提示文
___

岐阜現代美術館「栃原敏子展」ー生き物はみな繋がっているー によせて

岐阜現代美術館「栃原敏子展」
ー生き物はみな繋がっているー によせて

西宮市大谷記念美術館
館長
越智 裕二郎

 この作家の授かった天稟は、日本離れしている。しいて言えばジャン・デュビュッフェのアール・ブリュットの系譜ということになるだろうか。ジャン・デュビュッフェが彼女の作品を見たら、自分のDNAを持った人間が東洋にも現れたと欣喜雀躍したに違いない。

 彼女が縁あってN.Y.で個展を開催して当地でブレイクしたことは、容易に理解できる。彼女のような作品を理解、評価する素地がアメリカやヨーロッパの方に豊かにあるからだ。それでも神戸で数少ない展覧会の機会の中で、彼女の絵画を鋭く評価したのが西村功、中西勝であったことは神戸の救いである(考えてみればどちらも安井賞作家だ)。

 彼女の作品を前にして、ことばは不要だ。京都で個展をした折、老人が通ってきて毎日杖の上にあたまを置いて彼女の作品をじっと見ていたそうだ。その人が針生一郎だと画廊の人が教えてくれた由。彼女の最初の画集に寄せた彼の一文は、絵に関わるところは数行、あとは針生一郎とガタリとの交流、「地下茎」(柔軟なネットワーク)の思想、彼の信念・観念が大部である。この高名な美術批評家の晩年、公募展審査でその謦咳に接することがあったが、常に作り手に寄りそう発言が印象に残っている。この批評家の友人によれば、癌に冒され余命宣告も受けていた中で、彼女の絵と出会えたことを「ついている」と喜び、友人によれば、彼女の絵のことが話題になると、針生一郎は嬉しそうに目を細めて聞いていたという。

___

栃原敏子展によせた提示文の本文で名前が挙がっている人物を、題名と署名を除いてすべて挙げてください。

___

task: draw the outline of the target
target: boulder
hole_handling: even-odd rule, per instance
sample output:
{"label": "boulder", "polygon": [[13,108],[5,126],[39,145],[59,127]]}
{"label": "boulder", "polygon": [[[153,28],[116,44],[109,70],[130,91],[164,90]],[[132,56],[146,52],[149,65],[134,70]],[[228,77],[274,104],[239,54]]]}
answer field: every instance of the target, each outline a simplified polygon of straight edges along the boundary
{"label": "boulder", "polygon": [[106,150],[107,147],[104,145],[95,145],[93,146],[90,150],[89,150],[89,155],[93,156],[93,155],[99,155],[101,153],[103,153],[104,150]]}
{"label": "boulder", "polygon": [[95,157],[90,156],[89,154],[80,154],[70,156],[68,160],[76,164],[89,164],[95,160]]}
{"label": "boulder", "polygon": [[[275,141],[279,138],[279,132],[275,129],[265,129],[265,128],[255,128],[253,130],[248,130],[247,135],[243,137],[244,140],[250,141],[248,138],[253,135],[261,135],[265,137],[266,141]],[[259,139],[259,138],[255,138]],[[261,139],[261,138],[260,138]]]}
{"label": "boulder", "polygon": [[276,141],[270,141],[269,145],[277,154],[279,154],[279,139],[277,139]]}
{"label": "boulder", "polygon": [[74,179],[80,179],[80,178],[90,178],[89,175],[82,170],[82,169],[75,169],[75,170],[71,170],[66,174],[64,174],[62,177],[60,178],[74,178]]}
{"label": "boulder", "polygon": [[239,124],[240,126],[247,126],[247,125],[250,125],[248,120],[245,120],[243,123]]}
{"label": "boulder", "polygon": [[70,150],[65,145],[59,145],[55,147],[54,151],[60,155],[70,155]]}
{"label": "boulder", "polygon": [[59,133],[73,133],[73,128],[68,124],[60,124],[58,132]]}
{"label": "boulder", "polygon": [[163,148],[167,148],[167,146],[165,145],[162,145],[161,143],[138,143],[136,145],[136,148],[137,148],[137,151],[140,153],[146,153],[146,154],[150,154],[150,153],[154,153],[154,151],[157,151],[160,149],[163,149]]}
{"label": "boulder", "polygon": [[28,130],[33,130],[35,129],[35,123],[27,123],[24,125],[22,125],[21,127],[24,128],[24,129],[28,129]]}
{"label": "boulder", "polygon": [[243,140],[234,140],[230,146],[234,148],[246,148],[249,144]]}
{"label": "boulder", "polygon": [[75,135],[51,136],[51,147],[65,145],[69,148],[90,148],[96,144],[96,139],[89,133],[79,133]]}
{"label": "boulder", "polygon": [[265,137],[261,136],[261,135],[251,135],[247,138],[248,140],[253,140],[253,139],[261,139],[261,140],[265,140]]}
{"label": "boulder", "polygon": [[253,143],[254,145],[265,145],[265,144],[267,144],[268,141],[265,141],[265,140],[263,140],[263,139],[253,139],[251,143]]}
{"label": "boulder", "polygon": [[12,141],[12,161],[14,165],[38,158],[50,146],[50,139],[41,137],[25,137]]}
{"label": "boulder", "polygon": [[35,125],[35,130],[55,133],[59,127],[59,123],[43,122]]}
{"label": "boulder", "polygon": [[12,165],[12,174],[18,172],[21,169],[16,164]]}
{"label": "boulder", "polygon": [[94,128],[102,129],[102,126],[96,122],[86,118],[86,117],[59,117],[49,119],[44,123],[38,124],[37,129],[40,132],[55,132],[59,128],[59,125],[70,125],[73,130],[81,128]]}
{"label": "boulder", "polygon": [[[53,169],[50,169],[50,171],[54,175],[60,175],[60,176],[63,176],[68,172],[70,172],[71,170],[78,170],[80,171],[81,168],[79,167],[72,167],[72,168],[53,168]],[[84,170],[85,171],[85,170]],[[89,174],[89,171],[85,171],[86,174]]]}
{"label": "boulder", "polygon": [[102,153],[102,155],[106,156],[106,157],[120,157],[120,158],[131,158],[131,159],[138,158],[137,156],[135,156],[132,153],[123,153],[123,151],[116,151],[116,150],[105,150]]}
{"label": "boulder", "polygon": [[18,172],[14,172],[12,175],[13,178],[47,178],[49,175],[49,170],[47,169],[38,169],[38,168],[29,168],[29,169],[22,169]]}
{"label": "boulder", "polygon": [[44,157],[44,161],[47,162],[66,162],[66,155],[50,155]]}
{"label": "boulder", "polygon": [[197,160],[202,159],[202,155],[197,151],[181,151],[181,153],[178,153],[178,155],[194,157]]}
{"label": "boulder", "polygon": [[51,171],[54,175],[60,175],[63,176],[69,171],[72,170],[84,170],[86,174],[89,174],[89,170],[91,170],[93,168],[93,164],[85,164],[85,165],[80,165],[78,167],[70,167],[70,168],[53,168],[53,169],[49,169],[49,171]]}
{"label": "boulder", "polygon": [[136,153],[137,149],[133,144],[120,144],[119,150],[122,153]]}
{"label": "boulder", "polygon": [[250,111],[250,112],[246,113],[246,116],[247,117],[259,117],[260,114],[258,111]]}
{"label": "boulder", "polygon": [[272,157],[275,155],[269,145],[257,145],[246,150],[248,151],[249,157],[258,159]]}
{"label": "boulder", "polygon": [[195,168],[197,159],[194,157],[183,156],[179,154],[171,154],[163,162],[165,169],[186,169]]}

___

回答
ジャン・デュビュッフェ、西村功、中西勝、針生一郎、ガタリ